EXERCISE GOAL
Reproduce word for word, from the entries below, the line with "Produce, for each", the line with "positive clicks: (160, 250) (252, 338)", and every line between them, and nothing more.

[Stored records]
----------

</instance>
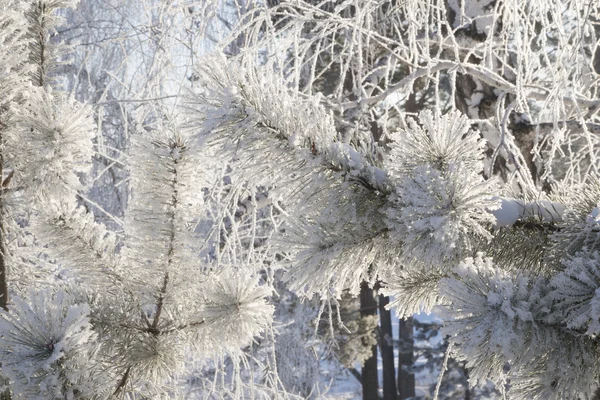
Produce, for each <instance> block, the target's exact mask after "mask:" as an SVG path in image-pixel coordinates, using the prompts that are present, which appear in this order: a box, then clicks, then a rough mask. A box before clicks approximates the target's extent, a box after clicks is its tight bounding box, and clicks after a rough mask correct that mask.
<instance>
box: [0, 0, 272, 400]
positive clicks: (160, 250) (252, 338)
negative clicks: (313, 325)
mask: <svg viewBox="0 0 600 400" xmlns="http://www.w3.org/2000/svg"><path fill="white" fill-rule="evenodd" d="M71 5H72V2H63V1H45V0H43V1H42V0H40V1H33V2H31V3H27V2H16V3H12V2H3V3H2V7H3V10H2V11H3V13H2V14H1V15H2V18H3V20H2V36H0V38H1V41H0V51H1V52H2V54H3V57H2V62H3V63H6V65H3V71H7V75H6V79H5V78H4V76H3V79H4V80H3V81H2V82H1V85H0V87H1V88H2V90H3V94H4V95H5V96H3V100H2V101H5V100H4V99H7V100H6V101H5V103H2V114H1V115H0V116H1V117H2V126H1V127H2V129H1V131H0V132H1V133H2V153H1V155H2V159H1V160H0V161H2V171H4V173H3V174H4V176H3V177H2V183H3V184H2V189H3V195H2V204H1V205H2V214H1V215H2V218H1V222H2V246H3V247H2V257H3V258H2V260H1V261H2V263H1V267H2V271H1V272H2V282H3V283H2V287H3V289H2V290H3V292H2V307H3V308H4V309H5V311H4V312H3V313H2V315H1V316H0V336H2V341H1V344H0V360H1V373H2V375H3V376H4V377H5V378H8V387H9V388H10V390H11V392H12V394H11V395H8V394H6V395H7V396H12V398H15V399H18V398H23V399H64V398H68V399H102V398H126V397H129V396H132V395H143V396H150V397H154V398H158V397H166V396H169V395H172V394H175V395H176V394H177V393H178V392H177V386H178V383H177V379H178V376H179V374H180V372H181V371H183V368H184V367H185V362H186V354H196V355H198V354H203V355H204V357H207V358H211V357H212V358H214V359H216V360H219V359H220V358H222V357H223V356H224V354H227V355H229V357H230V359H233V360H239V359H240V357H242V356H243V355H242V353H241V352H240V349H242V348H244V347H246V346H248V345H249V344H251V343H252V341H253V338H254V336H255V335H257V334H259V333H260V332H263V331H264V330H265V329H267V328H268V327H269V326H270V323H271V319H272V314H273V307H272V306H271V305H269V304H268V303H267V297H268V296H269V295H270V293H271V286H270V283H268V278H267V277H266V276H265V275H264V274H266V272H265V271H267V270H268V268H269V267H268V264H267V262H268V259H267V258H265V257H266V253H264V252H263V251H262V250H261V249H256V250H254V247H253V246H252V245H251V242H250V243H239V242H238V241H239V240H247V239H248V238H246V237H244V236H241V235H240V231H239V229H238V230H236V232H237V236H231V237H225V236H223V237H219V235H218V233H219V229H218V224H221V223H223V222H224V221H226V220H227V218H226V217H225V216H224V215H226V214H227V213H228V210H226V209H223V210H221V211H219V212H218V213H215V212H214V210H215V209H216V206H217V204H220V205H221V204H223V203H222V202H223V201H227V199H226V198H222V197H221V196H222V194H223V192H222V191H221V187H220V182H223V181H222V179H221V178H219V177H218V176H217V174H215V173H214V163H213V161H211V160H212V158H211V156H210V154H208V153H206V152H204V151H203V149H202V148H201V140H199V138H198V137H196V136H194V134H193V133H192V132H184V131H183V130H182V128H181V127H180V124H178V123H177V122H176V121H173V122H169V121H171V118H169V116H168V115H167V114H161V113H159V111H160V110H151V112H148V113H142V118H141V119H140V120H139V121H138V124H139V125H138V126H137V127H136V134H135V135H134V136H133V137H132V143H131V148H130V157H129V161H130V163H129V168H130V178H131V198H130V199H129V201H128V209H127V213H126V216H125V232H124V236H123V237H116V235H115V234H114V233H113V232H110V231H108V230H107V229H106V228H105V226H104V225H102V224H99V223H97V222H96V221H95V220H94V217H93V215H92V214H90V213H89V212H88V211H87V210H85V208H84V207H82V206H80V205H79V204H78V203H77V199H76V195H77V192H78V191H81V190H83V189H84V185H83V184H82V182H81V179H80V176H82V175H85V174H86V173H89V171H90V167H91V157H92V155H93V146H94V144H93V139H94V136H95V125H94V123H93V117H92V113H91V110H90V109H89V108H88V107H86V106H84V105H82V104H80V103H79V102H77V101H76V100H75V99H74V98H73V97H71V96H68V95H66V94H63V93H60V92H59V91H57V90H55V89H53V88H52V82H53V74H52V71H53V70H56V69H55V67H56V65H57V62H58V61H59V53H60V52H61V51H63V50H64V46H63V47H61V45H60V44H59V43H54V42H53V41H52V40H51V39H50V37H51V36H52V34H53V31H54V29H56V27H57V26H58V24H59V23H60V19H59V18H58V17H57V10H58V9H59V8H61V7H66V6H71ZM23 16H25V18H23ZM5 60H6V61H5ZM215 179H216V181H215ZM219 215H221V216H222V217H219ZM248 215H249V216H252V215H254V221H256V213H252V212H250V213H249V214H248ZM202 224H204V226H203V228H204V229H203V230H202V229H197V228H198V227H199V226H201V225H202ZM207 224H208V229H207V226H206V225H207ZM211 226H212V228H211ZM215 228H217V229H215ZM211 232H213V233H211ZM215 232H216V233H217V234H215ZM253 232H254V234H256V229H254V230H253ZM249 239H250V240H252V237H250V238H249ZM9 242H10V246H9V244H8V243H9ZM215 249H216V250H215ZM211 250H212V251H213V255H210V254H209V251H211ZM31 251H35V252H37V253H38V254H37V259H36V258H33V257H29V255H28V252H31ZM28 257H29V258H28ZM48 267H50V268H56V267H58V268H63V270H62V271H60V272H59V274H58V276H57V275H56V274H53V272H52V269H50V270H49V269H48ZM25 268H26V270H24V269H25ZM13 271H18V272H16V273H15V272H13ZM40 275H41V276H42V277H46V278H45V280H51V277H52V276H53V275H54V276H55V277H57V278H58V281H56V282H55V283H54V284H51V285H48V284H47V283H46V284H43V283H40V282H39V278H38V277H39V276H40ZM6 278H9V279H6ZM43 280H44V279H42V282H43ZM8 293H11V294H12V296H11V297H8ZM238 362H239V361H238ZM236 390H238V391H239V392H240V393H243V391H244V390H245V389H244V387H241V386H240V387H239V388H238V389H236ZM258 390H259V391H260V389H258ZM263 396H264V397H265V398H266V397H268V396H269V395H268V394H263Z"/></svg>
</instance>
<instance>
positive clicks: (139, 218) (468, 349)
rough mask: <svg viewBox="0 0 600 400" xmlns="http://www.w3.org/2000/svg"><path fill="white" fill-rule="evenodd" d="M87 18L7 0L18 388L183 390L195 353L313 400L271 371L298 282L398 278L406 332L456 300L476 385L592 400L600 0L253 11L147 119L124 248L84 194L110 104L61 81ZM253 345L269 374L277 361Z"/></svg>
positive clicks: (597, 247) (132, 187)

----------

RESULT
Produce, for each <instance> block, the target's exact mask after "mask:" as an SVG path in image-pixel coordinates, using the prompts that are present, which appear in this order: a box, then clicks, then a rough mask. A box before clicks approximates the target's extent, a box after clicks is its tight bounding box, and clicks after a rough mask correct that mask.
<instance>
box: [0, 0, 272, 400]
positive clicks: (160, 250) (252, 338)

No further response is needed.